== INFORMATION SHOWN ==

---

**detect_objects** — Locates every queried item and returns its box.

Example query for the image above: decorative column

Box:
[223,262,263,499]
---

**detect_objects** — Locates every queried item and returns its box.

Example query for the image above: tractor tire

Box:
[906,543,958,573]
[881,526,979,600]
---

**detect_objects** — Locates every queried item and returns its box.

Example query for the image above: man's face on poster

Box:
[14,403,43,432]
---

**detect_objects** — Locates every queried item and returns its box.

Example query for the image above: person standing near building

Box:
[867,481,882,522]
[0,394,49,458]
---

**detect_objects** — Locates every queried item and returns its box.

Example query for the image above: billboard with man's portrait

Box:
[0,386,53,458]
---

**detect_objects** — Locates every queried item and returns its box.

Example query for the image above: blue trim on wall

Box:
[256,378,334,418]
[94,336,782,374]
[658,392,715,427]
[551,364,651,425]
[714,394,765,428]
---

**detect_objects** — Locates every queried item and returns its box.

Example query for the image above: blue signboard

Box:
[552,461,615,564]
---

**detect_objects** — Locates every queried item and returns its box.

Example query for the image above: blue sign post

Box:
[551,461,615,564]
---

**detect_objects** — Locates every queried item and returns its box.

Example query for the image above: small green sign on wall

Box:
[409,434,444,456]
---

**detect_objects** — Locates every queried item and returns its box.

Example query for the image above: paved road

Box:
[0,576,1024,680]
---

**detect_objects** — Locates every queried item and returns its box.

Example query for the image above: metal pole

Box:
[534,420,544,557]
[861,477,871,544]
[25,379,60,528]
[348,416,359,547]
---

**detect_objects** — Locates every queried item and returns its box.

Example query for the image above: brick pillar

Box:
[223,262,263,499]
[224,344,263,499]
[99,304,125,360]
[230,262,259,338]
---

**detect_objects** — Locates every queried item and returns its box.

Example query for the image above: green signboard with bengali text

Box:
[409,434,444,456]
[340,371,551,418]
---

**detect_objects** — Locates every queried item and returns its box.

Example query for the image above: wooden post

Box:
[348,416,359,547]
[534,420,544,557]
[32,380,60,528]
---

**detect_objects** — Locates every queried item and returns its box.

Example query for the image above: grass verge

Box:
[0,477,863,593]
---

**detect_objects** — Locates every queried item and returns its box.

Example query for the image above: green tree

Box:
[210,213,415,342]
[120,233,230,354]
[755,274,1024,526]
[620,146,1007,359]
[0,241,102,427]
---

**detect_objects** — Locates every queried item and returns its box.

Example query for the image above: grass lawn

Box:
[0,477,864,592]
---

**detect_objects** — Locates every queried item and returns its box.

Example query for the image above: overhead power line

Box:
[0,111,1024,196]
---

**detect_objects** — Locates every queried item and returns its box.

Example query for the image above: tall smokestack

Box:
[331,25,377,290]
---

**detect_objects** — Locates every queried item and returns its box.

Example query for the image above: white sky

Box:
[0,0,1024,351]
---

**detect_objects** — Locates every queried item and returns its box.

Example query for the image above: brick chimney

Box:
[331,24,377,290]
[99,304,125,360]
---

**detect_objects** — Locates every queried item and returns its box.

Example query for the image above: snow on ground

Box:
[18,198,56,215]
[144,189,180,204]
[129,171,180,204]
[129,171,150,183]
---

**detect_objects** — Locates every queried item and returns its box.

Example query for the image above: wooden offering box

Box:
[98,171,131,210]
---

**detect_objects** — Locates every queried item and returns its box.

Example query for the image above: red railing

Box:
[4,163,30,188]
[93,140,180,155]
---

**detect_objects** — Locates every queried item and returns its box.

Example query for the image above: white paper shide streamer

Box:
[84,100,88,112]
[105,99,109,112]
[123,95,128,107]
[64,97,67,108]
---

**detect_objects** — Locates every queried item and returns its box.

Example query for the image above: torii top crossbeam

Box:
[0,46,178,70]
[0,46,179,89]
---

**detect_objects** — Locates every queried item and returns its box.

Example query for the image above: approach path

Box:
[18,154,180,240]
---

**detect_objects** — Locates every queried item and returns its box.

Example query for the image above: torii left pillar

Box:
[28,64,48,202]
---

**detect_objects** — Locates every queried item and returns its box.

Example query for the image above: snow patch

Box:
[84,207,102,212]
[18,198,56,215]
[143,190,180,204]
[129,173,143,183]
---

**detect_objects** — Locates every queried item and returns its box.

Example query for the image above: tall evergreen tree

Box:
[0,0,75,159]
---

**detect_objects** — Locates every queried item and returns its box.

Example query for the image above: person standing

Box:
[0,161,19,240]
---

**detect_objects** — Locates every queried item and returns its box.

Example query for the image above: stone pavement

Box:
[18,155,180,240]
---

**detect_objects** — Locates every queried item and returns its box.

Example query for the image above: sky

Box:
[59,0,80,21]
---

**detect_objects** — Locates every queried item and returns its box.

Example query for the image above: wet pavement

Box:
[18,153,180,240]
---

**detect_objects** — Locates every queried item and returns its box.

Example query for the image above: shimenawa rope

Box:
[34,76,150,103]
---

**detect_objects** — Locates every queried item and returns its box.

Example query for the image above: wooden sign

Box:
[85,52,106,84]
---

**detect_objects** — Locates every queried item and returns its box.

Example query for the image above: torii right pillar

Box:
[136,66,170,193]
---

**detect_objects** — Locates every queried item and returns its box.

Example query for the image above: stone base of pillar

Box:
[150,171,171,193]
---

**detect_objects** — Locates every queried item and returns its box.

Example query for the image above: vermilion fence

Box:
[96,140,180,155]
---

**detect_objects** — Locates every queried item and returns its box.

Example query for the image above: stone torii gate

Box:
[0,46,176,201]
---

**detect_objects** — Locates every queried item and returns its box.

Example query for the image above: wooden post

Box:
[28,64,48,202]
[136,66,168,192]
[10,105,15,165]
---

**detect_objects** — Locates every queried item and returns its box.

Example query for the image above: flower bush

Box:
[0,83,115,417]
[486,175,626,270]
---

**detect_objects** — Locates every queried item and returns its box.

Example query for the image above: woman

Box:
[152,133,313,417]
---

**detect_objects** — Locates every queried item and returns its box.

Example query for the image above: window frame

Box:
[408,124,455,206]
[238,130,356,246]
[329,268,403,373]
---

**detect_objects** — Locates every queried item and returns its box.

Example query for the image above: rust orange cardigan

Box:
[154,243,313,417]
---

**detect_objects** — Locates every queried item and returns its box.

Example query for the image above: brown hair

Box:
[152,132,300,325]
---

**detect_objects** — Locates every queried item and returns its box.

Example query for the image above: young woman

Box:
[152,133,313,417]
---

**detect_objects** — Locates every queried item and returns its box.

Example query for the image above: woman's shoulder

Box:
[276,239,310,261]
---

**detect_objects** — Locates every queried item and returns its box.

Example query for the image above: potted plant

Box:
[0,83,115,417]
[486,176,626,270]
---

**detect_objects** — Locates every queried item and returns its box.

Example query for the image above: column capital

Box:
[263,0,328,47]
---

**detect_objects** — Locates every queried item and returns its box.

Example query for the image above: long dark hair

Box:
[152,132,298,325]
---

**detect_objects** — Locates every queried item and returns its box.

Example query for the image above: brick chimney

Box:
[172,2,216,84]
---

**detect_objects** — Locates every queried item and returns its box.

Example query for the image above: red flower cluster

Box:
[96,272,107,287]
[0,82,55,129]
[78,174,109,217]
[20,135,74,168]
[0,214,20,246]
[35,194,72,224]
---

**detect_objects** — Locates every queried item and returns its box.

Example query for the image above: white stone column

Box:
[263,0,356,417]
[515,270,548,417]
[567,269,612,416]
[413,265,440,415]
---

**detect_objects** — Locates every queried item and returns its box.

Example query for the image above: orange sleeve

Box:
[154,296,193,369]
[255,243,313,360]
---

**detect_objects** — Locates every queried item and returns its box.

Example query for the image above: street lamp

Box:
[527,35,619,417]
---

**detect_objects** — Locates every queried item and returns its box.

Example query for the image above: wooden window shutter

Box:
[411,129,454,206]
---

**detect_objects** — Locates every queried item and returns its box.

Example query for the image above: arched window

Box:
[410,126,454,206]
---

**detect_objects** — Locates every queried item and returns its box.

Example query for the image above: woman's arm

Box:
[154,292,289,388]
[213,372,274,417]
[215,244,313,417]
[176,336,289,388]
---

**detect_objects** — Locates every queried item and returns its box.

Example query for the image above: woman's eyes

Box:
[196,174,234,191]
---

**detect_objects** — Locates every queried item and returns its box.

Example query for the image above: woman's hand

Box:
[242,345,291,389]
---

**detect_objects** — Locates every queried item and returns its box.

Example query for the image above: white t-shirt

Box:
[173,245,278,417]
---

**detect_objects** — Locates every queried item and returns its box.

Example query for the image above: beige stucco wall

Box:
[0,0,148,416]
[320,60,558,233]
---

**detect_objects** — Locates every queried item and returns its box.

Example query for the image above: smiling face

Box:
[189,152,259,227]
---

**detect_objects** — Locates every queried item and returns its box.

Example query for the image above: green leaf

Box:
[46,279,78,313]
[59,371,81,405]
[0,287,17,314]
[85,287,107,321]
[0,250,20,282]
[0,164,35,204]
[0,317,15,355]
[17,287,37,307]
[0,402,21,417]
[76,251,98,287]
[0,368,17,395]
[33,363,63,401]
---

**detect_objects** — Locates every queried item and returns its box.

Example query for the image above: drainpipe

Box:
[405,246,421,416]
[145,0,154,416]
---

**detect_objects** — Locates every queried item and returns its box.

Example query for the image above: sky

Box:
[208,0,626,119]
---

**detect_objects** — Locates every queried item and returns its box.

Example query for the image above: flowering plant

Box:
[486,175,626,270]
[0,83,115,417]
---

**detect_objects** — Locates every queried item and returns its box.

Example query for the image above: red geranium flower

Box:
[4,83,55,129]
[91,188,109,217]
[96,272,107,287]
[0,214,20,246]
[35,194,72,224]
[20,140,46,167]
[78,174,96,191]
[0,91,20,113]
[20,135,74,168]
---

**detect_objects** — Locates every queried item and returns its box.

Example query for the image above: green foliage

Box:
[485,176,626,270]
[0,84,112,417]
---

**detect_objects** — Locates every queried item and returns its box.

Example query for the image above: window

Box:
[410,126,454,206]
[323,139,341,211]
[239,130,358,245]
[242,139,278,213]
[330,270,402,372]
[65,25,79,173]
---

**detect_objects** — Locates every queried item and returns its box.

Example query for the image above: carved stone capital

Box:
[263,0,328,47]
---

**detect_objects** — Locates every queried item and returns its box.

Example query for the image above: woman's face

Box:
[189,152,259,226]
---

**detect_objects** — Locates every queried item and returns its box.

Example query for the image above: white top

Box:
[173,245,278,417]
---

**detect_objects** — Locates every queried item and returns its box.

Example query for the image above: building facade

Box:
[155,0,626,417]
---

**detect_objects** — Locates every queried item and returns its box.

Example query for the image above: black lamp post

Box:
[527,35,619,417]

== WHAT THE TASK ASKS ==
Count the lines in the data above that contain the string "blue", treating uppercase and lowercase as different. Reply with the number alone.

== RESPONSE ==
3